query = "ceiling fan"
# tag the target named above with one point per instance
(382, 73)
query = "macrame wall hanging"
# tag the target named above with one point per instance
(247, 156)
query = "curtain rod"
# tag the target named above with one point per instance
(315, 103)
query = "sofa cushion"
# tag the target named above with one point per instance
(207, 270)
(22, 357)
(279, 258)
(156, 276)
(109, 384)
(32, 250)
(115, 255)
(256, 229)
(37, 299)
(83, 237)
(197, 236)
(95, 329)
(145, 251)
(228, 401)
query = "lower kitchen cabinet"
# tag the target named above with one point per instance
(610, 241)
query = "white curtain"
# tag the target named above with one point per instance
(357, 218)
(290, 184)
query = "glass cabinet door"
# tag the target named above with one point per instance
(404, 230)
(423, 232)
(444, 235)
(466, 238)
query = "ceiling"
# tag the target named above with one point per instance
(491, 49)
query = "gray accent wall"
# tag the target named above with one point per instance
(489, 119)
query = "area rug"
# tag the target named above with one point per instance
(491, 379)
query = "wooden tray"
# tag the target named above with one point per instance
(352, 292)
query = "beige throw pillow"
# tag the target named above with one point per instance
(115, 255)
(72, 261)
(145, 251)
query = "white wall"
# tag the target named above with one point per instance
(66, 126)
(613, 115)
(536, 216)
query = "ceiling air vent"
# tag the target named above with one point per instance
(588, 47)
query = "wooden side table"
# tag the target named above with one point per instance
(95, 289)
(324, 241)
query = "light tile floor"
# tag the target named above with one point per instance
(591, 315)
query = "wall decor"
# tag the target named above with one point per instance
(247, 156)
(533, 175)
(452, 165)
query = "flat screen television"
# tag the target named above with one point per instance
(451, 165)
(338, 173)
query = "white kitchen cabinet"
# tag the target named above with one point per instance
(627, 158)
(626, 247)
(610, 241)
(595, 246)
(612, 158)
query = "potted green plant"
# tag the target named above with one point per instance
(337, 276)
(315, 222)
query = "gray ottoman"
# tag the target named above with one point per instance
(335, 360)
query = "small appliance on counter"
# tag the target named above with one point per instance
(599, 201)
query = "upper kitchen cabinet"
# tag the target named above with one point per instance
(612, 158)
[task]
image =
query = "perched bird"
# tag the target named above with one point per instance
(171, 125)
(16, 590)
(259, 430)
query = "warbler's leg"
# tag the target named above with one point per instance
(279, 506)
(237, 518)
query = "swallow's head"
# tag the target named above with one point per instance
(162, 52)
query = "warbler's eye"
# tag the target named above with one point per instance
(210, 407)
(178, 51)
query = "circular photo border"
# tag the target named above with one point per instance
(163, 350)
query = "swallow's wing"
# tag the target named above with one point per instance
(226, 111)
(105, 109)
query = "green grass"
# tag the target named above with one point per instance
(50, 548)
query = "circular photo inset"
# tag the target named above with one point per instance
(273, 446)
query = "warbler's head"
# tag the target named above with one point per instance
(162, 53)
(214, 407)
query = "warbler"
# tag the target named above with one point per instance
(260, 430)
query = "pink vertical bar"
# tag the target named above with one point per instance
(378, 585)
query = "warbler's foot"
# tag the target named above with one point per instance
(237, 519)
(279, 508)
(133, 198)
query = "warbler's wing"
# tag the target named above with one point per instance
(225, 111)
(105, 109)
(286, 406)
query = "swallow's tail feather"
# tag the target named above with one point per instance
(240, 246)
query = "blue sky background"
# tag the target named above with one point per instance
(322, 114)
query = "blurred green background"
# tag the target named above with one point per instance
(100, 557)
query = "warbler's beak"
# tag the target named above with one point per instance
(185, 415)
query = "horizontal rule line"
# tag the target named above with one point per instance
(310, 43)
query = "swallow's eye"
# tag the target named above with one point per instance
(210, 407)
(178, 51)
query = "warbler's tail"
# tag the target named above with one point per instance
....
Instructions for the task = Repeat the data precisely, line by line.

Complete answer =
query = "ceiling fan"
# tag the target named above with one point per instance
(382, 73)
query = "macrame wall hanging"
# tag the target named above with one point per instance
(247, 156)
query = "curtain rod"
# tag the target named above with one point per instance
(315, 103)
query = "sofa cushion"
# tag the target named above with one point per instance
(207, 270)
(22, 357)
(279, 258)
(156, 276)
(109, 384)
(32, 250)
(115, 255)
(256, 229)
(37, 299)
(83, 237)
(197, 236)
(95, 329)
(145, 251)
(228, 401)
query = "lower kitchen cabinet"
# tag the target named above with one point per instance
(610, 241)
query = "white curtain"
# tag the target named above with one point per instance
(357, 218)
(290, 184)
query = "glass cabinet door"
# tag the target named above with one point per instance
(404, 230)
(423, 232)
(444, 235)
(466, 238)
query = "ceiling"
# tag the target named above with one point per instance
(491, 49)
query = "gray accent wall"
# tag the target named above with one point per instance
(489, 119)
query = "area rug"
# tag the target named above with one point per instance
(491, 379)
query = "wooden tray"
# tag the target named above with one point per instance
(352, 292)
query = "beige throw pillow"
# tag the target named above with one point per instance
(115, 255)
(72, 261)
(145, 251)
query = "white wall"
# tag the target named above with one point per instance
(66, 126)
(613, 115)
(536, 216)
query = "ceiling air vent"
# tag the target named above with one point per instance
(588, 47)
query = "wooden side table"
# tag the target named above with one point per instance
(95, 289)
(324, 241)
query = "light tile floor"
# tag the target named above with one point per instance
(591, 315)
query = "wall decor"
# tag the target named above with one point per instance
(247, 156)
(533, 175)
(452, 165)
query = "flat screen television"
# tag the target named above with one point per instance
(451, 165)
(338, 173)
query = "white kitchen cabinet"
# tag the target named above with one point per instance
(627, 158)
(626, 247)
(610, 241)
(595, 246)
(612, 158)
query = "potted green plant"
# tag the target named above with one point per instance
(337, 276)
(315, 222)
query = "gray ottoman"
# tag the target named above with one point per instance
(335, 360)
query = "small appliance on counter"
# tag the target named above with one point per instance
(599, 201)
query = "upper kitchen cabinet"
# tag the target named above with one point per instance
(612, 158)
[task]
image =
query = "perched bird"
# tag the target named above with one point per instance
(171, 125)
(16, 590)
(259, 430)
query = "warbler's leg"
# tag the target named above with one point per instance
(279, 506)
(237, 518)
query = "swallow's head"
# tag the target named above with one point per instance
(162, 52)
query = "warbler's eye"
# tag the target named above with one point per instance
(210, 407)
(178, 51)
query = "circular photo border"
# tag the target named above with one point per instance
(163, 350)
query = "swallow's wing"
# tag the target named above with one point per instance
(226, 111)
(105, 109)
query = "green grass"
# tag the target named above with one point per instance
(50, 548)
query = "circular photo inset"
# tag the target named above with one point per instance
(273, 446)
query = "warbler's head"
# tag the target named above with one point per instance
(162, 53)
(214, 407)
query = "warbler"
# tag the target named above with one point per instance
(260, 430)
query = "pink vertical bar"
# tag the target named above with one point per instance
(378, 585)
query = "warbler's foot"
# tag the target named above with one point per instance
(237, 519)
(279, 508)
(133, 198)
query = "warbler's wing"
# tag the target named above with one point per instance
(225, 111)
(105, 109)
(286, 406)
query = "swallow's tail feather"
# tag the target named above with one point per instance
(240, 246)
query = "blue sky background"
# tag the target named above with one point per instance
(322, 114)
query = "blurred green background"
# tag the target named above with one point per instance
(100, 557)
query = "warbler's beak"
# tag the target named above with one point per instance
(185, 415)
query = "horizontal rule line"
# tag the target named above with one point per instance
(310, 43)
query = "swallow's eye"
# tag the target named above with one point per instance
(210, 407)
(178, 51)
query = "warbler's tail"
# tag the target named above with one point per instance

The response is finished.